Exercise aim
Copy exactly the last part of the entries, starting from the line with "Task: mark each instance of the toaster" and including the final line.

Records for the exercise
***
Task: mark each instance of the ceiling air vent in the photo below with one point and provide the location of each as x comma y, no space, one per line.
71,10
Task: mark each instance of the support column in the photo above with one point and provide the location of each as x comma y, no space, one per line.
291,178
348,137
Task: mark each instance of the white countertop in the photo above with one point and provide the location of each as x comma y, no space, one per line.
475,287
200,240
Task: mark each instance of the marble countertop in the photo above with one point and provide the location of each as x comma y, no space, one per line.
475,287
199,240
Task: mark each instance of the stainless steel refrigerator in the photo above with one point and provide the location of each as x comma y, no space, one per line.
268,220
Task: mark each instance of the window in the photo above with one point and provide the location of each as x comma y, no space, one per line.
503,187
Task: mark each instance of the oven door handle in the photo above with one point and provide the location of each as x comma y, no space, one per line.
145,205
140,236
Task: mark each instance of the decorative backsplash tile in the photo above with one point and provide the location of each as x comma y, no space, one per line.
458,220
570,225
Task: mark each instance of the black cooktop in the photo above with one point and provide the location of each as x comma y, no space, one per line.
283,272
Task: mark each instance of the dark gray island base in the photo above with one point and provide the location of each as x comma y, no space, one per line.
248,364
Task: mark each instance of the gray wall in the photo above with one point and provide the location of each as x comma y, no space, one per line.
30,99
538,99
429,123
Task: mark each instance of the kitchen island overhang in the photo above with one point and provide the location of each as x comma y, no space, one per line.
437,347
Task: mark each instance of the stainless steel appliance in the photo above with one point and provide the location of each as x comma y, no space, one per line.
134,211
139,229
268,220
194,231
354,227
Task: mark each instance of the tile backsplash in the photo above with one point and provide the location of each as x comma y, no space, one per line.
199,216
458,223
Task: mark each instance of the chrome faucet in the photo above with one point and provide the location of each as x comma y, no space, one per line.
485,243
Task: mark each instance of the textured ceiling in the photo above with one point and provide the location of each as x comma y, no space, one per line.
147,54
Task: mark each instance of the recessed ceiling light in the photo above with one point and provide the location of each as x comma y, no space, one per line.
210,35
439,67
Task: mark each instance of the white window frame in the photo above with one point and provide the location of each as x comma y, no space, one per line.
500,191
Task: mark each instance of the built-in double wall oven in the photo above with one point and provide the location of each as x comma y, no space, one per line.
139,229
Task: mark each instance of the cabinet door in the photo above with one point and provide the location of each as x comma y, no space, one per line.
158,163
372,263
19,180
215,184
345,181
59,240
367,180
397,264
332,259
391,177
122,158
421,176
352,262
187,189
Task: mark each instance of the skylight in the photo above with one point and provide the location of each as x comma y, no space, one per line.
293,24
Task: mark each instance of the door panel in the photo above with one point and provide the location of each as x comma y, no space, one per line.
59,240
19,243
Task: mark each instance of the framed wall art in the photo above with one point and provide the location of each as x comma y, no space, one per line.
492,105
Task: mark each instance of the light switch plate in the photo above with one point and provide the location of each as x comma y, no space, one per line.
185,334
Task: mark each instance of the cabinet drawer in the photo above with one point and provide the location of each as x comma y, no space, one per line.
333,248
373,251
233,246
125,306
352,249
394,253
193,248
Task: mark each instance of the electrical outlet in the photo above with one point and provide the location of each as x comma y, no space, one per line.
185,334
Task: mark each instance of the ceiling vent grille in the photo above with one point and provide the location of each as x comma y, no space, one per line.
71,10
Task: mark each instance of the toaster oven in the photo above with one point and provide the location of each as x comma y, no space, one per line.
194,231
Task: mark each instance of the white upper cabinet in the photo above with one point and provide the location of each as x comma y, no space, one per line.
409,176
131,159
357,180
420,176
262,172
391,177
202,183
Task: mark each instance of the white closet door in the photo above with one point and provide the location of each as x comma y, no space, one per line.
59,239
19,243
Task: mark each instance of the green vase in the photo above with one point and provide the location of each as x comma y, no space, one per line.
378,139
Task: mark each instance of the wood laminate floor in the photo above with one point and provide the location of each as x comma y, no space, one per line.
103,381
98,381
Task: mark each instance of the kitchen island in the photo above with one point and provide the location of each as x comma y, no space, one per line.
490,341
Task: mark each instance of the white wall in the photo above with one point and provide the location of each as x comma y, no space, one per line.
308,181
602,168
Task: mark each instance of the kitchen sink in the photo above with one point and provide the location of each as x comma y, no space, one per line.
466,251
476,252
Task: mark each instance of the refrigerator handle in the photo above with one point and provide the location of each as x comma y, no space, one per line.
***
Complete answer
Task: mark each instance of the toaster oven in the photo above with one point and provide the location of each as x comma y, no space, one per line.
194,231
Task: mark each instance of the white upper cabinet in the photo above with one point and provide the location of each as x comma y, no space, one per line.
409,176
131,159
357,180
420,176
262,172
391,177
202,183
Task: mark each instance of the white closet door in the photo above with one point and provide the location of each as x comma y, no space, one per line.
59,239
19,243
Task: mark each instance of the green vase in the photo above with one point and provide the location of each as x comma y, no space, one per line.
378,139
Task: mark each instance of the wood laminate floor in the photo above with one point and provide the location of each as x comma y, no space, one per line.
103,381
98,381
Task: mark each instance of the kitchen island in the photo above with one point and provide the location of each as x comma y, no space, one per line.
490,341
Task: mark each instance of the white wall in the photo above with one point and provide the location of each as x comma y, no space, one per line.
308,181
602,168
Task: mark each instance of the kitchen sink in the photo above with one point and provide the location of each as x comma y, no space, one per line.
466,251
476,252
Task: mark each instance of the refrigerator handle in the photo above with one point and provide the location of each as x comma y, no space, one per line.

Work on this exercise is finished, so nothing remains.